WHAT YOU WILL DO: Among the entries below, one line contains "[[374, 339], [193, 160], [520, 338], [86, 144]]" and another contains "[[531, 305], [341, 153]]". Transcribe those two lines and every line between them, exactly.
------
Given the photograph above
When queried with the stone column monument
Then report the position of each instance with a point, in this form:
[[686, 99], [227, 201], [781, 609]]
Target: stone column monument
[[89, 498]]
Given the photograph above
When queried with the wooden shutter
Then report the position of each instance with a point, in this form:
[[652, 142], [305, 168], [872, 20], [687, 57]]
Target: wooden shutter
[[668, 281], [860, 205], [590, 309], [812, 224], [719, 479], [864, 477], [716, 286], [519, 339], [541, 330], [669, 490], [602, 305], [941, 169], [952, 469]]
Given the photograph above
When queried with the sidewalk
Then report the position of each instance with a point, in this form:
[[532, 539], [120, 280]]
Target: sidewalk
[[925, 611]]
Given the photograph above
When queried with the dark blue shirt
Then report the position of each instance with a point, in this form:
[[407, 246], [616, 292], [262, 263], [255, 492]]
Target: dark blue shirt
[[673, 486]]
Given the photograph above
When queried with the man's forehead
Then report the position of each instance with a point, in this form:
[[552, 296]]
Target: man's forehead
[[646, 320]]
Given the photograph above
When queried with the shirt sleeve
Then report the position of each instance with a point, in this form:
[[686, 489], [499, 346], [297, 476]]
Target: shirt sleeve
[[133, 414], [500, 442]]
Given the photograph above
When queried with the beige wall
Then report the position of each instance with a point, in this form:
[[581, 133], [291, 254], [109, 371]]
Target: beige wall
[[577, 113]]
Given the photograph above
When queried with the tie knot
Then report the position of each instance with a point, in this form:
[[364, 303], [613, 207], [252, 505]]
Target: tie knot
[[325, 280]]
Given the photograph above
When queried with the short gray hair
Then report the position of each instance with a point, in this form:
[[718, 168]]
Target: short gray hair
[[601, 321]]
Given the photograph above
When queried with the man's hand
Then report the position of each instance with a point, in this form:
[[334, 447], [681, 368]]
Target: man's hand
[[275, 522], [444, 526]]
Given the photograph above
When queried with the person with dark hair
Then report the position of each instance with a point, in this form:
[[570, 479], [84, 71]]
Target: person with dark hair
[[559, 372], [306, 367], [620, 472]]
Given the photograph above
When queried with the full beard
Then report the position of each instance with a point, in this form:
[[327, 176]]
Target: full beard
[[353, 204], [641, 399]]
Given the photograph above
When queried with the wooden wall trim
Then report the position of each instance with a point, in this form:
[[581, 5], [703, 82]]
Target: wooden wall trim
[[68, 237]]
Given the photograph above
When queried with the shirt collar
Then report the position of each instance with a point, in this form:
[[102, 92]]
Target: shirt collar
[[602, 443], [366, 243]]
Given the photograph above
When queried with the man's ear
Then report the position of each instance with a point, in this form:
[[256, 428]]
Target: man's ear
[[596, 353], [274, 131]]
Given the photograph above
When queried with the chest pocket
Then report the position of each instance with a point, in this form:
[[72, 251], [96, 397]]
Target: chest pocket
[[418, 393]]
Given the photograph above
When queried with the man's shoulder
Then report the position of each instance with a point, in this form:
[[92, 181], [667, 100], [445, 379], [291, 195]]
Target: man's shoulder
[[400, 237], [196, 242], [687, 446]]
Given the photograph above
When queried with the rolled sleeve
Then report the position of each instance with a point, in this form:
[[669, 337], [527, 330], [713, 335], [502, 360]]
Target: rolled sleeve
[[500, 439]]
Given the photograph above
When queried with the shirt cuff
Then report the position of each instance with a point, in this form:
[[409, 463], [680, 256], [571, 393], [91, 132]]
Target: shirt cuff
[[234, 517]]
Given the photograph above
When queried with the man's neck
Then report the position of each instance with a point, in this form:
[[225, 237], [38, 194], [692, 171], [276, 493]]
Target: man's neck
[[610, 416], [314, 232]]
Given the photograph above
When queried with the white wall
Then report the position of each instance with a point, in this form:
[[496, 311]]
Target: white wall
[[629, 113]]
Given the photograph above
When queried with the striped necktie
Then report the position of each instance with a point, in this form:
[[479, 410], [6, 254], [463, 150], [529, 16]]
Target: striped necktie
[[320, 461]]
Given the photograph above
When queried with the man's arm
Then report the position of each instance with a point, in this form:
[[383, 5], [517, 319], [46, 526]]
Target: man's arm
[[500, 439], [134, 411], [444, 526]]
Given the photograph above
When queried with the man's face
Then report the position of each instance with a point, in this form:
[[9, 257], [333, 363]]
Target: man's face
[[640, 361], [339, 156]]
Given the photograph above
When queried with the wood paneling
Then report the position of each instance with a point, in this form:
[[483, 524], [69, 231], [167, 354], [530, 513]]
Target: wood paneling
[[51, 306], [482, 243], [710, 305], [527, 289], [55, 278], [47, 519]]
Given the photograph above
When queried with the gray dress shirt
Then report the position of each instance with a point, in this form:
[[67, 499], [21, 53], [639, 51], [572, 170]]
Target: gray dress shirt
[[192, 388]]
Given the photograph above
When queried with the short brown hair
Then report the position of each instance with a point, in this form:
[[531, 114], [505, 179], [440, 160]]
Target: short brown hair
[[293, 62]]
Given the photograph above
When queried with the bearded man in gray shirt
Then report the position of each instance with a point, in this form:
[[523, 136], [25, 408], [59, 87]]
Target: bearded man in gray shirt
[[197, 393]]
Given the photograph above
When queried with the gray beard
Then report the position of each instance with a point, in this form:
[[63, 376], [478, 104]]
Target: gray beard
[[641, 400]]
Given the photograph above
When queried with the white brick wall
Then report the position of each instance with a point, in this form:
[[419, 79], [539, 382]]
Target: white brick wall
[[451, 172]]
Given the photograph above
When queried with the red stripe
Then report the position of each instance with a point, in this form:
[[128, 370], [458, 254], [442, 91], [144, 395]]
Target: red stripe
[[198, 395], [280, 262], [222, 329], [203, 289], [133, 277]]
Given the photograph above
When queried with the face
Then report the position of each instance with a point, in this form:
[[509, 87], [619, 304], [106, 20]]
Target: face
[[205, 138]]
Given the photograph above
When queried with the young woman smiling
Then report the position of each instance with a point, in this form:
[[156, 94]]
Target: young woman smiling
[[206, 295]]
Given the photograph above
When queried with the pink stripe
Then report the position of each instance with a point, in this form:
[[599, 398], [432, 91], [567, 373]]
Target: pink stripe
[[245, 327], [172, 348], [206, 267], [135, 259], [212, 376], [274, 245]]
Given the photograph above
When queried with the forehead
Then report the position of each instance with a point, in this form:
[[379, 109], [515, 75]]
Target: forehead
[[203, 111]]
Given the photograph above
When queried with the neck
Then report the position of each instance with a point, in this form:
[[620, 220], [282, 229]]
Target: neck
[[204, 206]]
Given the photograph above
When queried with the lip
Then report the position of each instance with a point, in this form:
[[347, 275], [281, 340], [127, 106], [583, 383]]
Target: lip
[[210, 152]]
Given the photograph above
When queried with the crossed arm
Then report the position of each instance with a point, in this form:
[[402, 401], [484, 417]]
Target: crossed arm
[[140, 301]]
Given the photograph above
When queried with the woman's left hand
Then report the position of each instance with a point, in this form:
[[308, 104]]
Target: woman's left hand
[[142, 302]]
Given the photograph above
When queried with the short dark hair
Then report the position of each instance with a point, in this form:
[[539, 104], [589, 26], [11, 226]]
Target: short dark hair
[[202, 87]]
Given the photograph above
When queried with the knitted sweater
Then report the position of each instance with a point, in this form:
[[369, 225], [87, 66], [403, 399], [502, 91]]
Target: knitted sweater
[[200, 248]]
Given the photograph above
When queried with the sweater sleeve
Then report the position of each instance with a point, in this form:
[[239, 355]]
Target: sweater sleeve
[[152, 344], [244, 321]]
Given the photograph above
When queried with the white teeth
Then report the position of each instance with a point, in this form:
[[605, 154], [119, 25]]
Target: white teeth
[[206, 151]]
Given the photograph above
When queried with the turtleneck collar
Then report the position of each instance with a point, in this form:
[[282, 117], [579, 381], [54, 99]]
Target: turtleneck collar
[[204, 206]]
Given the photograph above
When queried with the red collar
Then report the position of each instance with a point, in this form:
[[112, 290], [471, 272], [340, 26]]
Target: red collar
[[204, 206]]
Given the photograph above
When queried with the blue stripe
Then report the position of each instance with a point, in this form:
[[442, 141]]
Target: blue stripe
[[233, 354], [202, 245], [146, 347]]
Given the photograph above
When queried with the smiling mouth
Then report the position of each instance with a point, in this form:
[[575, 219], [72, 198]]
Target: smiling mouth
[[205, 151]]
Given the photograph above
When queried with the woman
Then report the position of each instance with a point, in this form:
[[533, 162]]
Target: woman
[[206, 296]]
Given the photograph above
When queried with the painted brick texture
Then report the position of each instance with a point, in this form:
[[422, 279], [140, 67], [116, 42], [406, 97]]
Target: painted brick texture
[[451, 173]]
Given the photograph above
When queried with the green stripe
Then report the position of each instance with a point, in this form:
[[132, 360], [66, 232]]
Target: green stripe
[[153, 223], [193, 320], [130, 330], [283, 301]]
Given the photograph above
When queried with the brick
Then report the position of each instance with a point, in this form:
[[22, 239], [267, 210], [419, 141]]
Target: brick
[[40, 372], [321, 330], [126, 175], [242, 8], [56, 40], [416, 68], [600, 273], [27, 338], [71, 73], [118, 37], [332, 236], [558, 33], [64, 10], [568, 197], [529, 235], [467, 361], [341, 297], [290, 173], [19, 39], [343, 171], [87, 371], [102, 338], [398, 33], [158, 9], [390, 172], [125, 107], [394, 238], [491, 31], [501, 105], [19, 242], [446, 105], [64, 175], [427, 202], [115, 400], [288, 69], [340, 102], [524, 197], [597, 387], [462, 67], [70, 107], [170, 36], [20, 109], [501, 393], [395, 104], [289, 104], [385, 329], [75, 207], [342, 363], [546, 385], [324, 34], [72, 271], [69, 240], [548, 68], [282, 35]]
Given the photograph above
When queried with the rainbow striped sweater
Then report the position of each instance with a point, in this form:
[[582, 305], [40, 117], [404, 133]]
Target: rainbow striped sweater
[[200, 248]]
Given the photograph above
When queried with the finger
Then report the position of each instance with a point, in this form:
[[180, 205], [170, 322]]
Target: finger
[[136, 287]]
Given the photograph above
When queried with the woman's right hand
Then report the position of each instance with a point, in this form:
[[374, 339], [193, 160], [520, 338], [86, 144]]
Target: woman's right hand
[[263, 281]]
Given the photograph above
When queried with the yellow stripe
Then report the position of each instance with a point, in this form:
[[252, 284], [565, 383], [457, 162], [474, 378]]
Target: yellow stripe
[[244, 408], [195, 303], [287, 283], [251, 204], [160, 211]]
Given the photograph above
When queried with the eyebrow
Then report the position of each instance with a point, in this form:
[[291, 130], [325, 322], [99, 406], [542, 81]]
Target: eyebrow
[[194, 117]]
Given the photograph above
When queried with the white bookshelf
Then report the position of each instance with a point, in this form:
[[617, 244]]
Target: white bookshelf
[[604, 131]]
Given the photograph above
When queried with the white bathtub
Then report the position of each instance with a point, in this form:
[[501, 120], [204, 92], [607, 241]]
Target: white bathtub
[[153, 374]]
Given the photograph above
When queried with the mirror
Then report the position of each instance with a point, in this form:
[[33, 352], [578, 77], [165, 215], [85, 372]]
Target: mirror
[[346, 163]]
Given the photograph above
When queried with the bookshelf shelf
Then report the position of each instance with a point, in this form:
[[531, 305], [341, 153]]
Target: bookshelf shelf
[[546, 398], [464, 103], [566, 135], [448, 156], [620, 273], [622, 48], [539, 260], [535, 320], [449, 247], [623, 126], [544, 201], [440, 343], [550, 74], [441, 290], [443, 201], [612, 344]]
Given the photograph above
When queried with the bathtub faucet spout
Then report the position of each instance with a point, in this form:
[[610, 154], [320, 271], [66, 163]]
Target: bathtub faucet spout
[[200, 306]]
------
REPLY TO THE TASK:
[[374, 339], [193, 160], [520, 338], [86, 144]]
Target: woman's right hand
[[263, 281]]
Given the photograph above
When queried with the yellow stripe
Then report the position of each instance with a point, in this form:
[[252, 284], [565, 383], [457, 162], [474, 378]]
Target: yellow stripe
[[244, 408], [195, 303], [287, 283], [251, 204], [160, 211]]
Given the photograph above
When queried with the eyebrow
Then report the position of each instance with a point, in this form:
[[291, 130], [325, 322], [99, 406], [542, 81]]
Target: eyebrow
[[194, 117]]
Given the photograph above
When queried with the white bookshelf
Then report the position of each instance with a point, in this form:
[[617, 244]]
Target: white bookshelf
[[604, 131]]
Given the photograph above
When queried with the white bathtub
Then report the position of each instance with a point, in this form:
[[501, 120], [204, 92], [607, 241]]
Target: white bathtub
[[153, 374]]
Given the photograph above
When queried with the mirror
Then report the position of each instance with a point, in this form:
[[33, 352], [578, 77], [165, 215], [85, 372]]
Target: mirror
[[346, 163]]
Given the photograph above
When queried with the bookshelf shelf
Then report the position of each instance with a point, in this form:
[[531, 305], [341, 153]]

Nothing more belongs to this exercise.